Coordinate labeling records
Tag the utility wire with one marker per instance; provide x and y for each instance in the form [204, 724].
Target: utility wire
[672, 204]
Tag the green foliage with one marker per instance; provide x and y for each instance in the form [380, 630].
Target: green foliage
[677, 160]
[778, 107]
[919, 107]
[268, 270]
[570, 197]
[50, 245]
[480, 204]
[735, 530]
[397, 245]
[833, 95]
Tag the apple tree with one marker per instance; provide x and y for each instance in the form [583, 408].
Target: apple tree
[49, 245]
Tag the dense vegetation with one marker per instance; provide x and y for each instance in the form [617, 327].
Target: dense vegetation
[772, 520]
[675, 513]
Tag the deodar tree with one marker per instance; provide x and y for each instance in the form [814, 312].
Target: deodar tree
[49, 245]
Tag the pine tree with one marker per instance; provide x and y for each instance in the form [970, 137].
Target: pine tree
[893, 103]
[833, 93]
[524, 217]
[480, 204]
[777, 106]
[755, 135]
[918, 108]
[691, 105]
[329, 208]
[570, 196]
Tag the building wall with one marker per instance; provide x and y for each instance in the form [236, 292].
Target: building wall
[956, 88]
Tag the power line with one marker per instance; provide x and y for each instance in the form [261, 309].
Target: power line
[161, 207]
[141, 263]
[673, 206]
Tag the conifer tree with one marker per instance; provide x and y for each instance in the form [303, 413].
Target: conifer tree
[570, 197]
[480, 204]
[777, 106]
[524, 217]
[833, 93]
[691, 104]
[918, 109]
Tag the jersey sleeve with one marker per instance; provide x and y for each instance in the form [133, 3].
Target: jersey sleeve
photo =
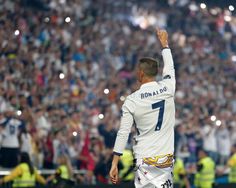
[127, 121]
[168, 74]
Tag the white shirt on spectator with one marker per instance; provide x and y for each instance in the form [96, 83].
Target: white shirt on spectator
[209, 138]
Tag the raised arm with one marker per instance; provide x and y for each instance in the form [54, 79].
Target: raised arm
[168, 71]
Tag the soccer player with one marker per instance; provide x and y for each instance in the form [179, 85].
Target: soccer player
[152, 111]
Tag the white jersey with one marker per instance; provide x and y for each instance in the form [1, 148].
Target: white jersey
[10, 133]
[152, 110]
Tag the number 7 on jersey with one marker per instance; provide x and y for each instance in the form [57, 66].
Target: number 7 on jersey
[161, 105]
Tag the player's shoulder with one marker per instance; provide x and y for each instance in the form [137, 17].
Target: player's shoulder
[134, 95]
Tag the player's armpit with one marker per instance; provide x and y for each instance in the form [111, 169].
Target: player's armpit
[125, 126]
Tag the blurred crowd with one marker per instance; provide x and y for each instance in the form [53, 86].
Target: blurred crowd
[66, 67]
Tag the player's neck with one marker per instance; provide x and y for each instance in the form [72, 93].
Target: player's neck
[147, 80]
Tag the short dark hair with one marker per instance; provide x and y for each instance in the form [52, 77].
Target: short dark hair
[149, 66]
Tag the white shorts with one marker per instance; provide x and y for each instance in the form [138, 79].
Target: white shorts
[149, 176]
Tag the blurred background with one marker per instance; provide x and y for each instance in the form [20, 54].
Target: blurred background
[66, 67]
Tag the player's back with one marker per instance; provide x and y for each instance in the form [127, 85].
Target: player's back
[154, 118]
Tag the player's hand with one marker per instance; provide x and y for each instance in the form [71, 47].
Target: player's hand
[114, 174]
[163, 37]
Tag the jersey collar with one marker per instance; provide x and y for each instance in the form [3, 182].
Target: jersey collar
[148, 84]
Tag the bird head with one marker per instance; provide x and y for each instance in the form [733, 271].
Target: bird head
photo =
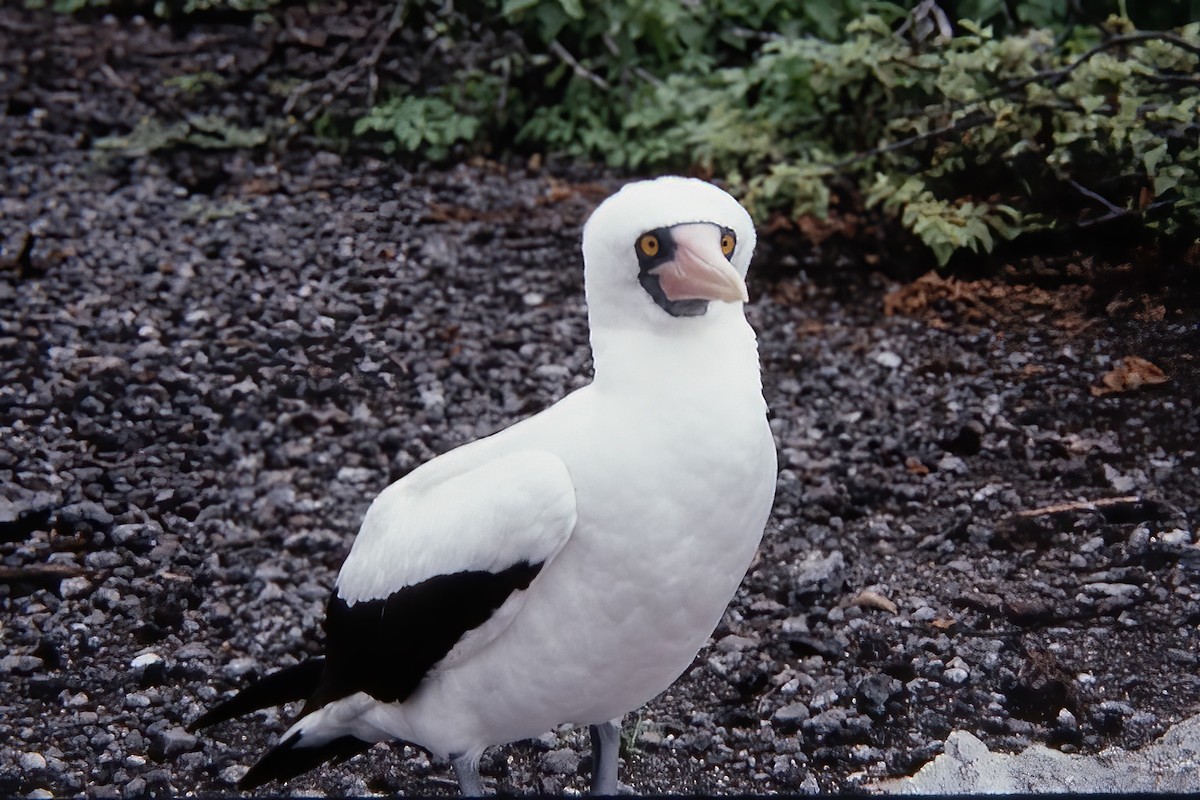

**GIVEN INSTRUCTION:** Turn every line of the records into a numbered list, omitting blank lines. Leave the pictures out.

**SOLUTION TO THIS TASK:**
1. Tag the utility wire with one marker per instance; provide x and y for each instance in the form [204, 724].
2. Target: utility wire
3. [672, 204]
4. Tag the green foliage with one marker per instance; provide x and y for each instance in the form [380, 630].
5. Target: green foliage
6. [677, 160]
7. [778, 107]
8. [919, 107]
9. [268, 270]
10. [570, 197]
11. [50, 245]
12. [480, 204]
13. [735, 530]
14. [397, 245]
15. [833, 95]
16. Tag the apple tree with one marker per instance; provide x and y for each instance in the form [583, 408].
17. Target: apple tree
18. [49, 245]
19. Tag the dense vegetation with one marker per instance; provide x and y for each instance in the form [617, 327].
20. Target: dense vegetation
21. [772, 520]
22. [675, 513]
23. Tag the deodar tree with one marker per instance; provide x and y for each instance in the form [814, 312].
24. Target: deodar tree
25. [49, 245]
26. Tag the pine tree with one marker per instance; provide x and y for each instance in the form [970, 137].
27. Target: pine tree
28. [893, 103]
29. [833, 93]
30. [524, 217]
31. [480, 204]
32. [777, 106]
33. [755, 135]
34. [918, 108]
35. [691, 105]
36. [329, 208]
37. [570, 196]
38. Tag the building wall with one marker per instance; provide x and y for each instance in the form [236, 292].
39. Target: building wall
40. [956, 88]
41. Tag the power line with one marker per instance; provide x and y for each instance in the form [261, 309].
42. Target: power line
43. [161, 207]
44. [141, 263]
45. [673, 206]
46. Tag the conifer tree with one marker per instance; provide x and y for each instance in the form [303, 413].
47. Target: conifer tree
48. [570, 197]
49. [480, 204]
50. [777, 106]
51. [524, 217]
52. [833, 93]
53. [691, 104]
54. [918, 109]
55. Tag the jersey sleeve with one marker per instance; provide x and y for each instance in the form [133, 3].
56. Target: jersey sleeve
57. photo =
58. [127, 121]
59. [168, 74]
60. Tag the white shirt on spectator with one marker per instance; provide x and y for each instance in the form [96, 83].
61. Target: white shirt on spectator
62. [209, 138]
63. Tag the raised arm with one marker per instance; provide x and y for each instance in the form [54, 79].
64. Target: raised arm
65. [168, 71]
66. Tag the soccer player with one marker per instance; provide x and y for each instance in the form [179, 85].
67. Target: soccer player
68. [152, 111]
69. Tag the white jersey with one marker per instance; provide x and y for each instance in the form [1, 148].
70. Target: white jersey
71. [10, 133]
72. [152, 110]
73. Tag the number 7 on jersey with one marker per instance; provide x and y for each instance in the form [57, 66].
74. Target: number 7 on jersey
75. [161, 105]
76. Tag the player's shoulder with one marker per instance; provide x and y for each instance in the form [137, 17].
77. Target: player's shoulder
78. [134, 95]
79. Tag the player's armpit with one marker per instance; provide x and y for each instance in the form [111, 169].
80. Target: player's armpit
81. [125, 126]
82. Tag the blurred crowd with one marker per instance; provide x and y for each instance in the form [53, 86].
83. Target: blurred crowd
84. [66, 67]
85. Tag the player's neck with one marker per instance; provide x and y for each instance in the form [72, 93].
86. Target: player's neck
87. [147, 80]
88. Tag the short dark hair with one marker per instance; provide x and y for each instance in the form [52, 77].
89. Target: short dark hair
90. [149, 66]
91. Tag the white shorts with one marker per instance; provide x and y for each instance in the form [138, 79].
92. Target: white shorts
93. [149, 176]
94. Tag the blurred background with one marker per instance; provide x and y for each instance in the form [20, 54].
95. Target: blurred background
96. [66, 67]
97. Tag the player's back with one marker per instance; provide x and y for each instance in the form [127, 85].
98. Target: player's back
99. [154, 118]
100. Tag the player's hand with one marker per instance; provide x and y for each instance in the form [71, 47].
101. Target: player's hand
102. [114, 174]
103. [163, 37]
104. Tag the jersey collar with one marker per instance; provide x and y for each instance in the form [3, 182].
105. Target: jersey collar
106. [148, 84]
107. Tag the bird head with one marker per instance; provide x and y for each instance in the form [733, 271].
108. Target: bird head
109. photo =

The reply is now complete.